Extracted text –
Static discharge is another beast altogether. iPods are intended to be mobile and the user cannot be reasonably expected to prevent static discharge all the time. It is up to the manufacturer to properly protect any components that are exceptionally vulnerable. If they have to replace enough iPods they will make the next release more robust.

Fraud would be if she had been using it next to a Van de Graf generator and failed to mention that fact.


----------



## pm-r (May 17, 2009)

eMacMan said:


> ... ... ...
> Fraud would be if she had been using it next to a Van de Graf generator and failed to mention that fact.


Love it!!  That could be quite a shocking experience, and then complain of the static reception!!


----------



## SINC (Feb 16, 2001)

Right you are ehMacMan, _one has to make a statement to actually tell a lie_. When one does not make such a statement is is NOT lying. There is no such thing as "lying" by omission.

What is required –
Extend the forum discussion about iPod static damage and warranty fraud with further posts that follow its final one.

Given records –

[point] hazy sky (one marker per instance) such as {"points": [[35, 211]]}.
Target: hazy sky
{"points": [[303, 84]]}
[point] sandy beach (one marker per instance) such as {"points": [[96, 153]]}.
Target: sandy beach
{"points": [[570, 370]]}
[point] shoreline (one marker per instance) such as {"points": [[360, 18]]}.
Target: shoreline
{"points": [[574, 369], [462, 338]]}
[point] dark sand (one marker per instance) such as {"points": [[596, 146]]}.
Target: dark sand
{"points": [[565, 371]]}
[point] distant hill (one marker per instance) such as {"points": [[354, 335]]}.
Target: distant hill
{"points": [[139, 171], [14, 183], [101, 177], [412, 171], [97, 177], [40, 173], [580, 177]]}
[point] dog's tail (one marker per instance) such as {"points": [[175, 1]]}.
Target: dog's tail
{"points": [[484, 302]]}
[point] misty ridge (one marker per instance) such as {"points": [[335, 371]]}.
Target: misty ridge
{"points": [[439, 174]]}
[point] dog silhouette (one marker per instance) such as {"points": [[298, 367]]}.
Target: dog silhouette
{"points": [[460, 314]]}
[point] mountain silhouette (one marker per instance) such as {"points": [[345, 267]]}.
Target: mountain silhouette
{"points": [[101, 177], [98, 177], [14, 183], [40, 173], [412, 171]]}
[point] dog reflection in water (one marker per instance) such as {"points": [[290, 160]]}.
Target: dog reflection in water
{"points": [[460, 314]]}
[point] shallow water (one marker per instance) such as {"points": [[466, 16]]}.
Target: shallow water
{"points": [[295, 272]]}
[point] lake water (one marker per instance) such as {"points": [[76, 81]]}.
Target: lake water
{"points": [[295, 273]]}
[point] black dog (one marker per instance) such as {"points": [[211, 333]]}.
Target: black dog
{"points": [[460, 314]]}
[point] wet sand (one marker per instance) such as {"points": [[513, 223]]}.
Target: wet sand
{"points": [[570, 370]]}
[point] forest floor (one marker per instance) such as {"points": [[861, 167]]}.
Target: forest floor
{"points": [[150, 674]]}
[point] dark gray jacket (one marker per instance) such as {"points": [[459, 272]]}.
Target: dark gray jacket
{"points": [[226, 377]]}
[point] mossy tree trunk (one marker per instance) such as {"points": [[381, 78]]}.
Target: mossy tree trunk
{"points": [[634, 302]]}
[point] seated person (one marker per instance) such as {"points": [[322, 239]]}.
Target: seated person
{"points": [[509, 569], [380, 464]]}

The answer –
----------



## G-Mo (Sep 26, 2007)

SINC said:


> There is no such thing as "lying" by omission.





> *Lying by omission*
> 
> Also known as a continuing misrepresentation, a lie by omission occurs when an important fact is left out in order to foster a misconception. Lying by omission includes failures to correct pre-existing misconceptions. When the seller of a car declares it has been serviced regularly but does not tell that a fault was reported at the last service, the seller lies by omission.


Lie - Wikipedia, the free encyclopedia


----------



## winwintoo (Nov 9, 2004)

Why. Does. Every. Thread. Turn. Into. A. Debate.

My precious iPod touch is fried and you folks are debating something that has nothing to do with the main issue.

Frayed cord+static electricity=fried iPod

No warranty.

Too old.

Done.


----------



## Garry (Jan 27, 2002)

winwintoo said:


> Why. Does. Every. Thread. Turn. Into. A. Debate.
> 
> My precious iPod touch is fried and you folks are debating something that has nothing to do with the main issue.
> 
> ...


Unfortunate about your iPod touch. Maybe you'll get one for Christmas


----------



## pm-r (May 17, 2009)

I tried a Google search on 'iPod and static Electricity' and from some comments I found, it seems that the iPod (and other iDevices) are *apparently* and *supposedly* protected from such static shocks.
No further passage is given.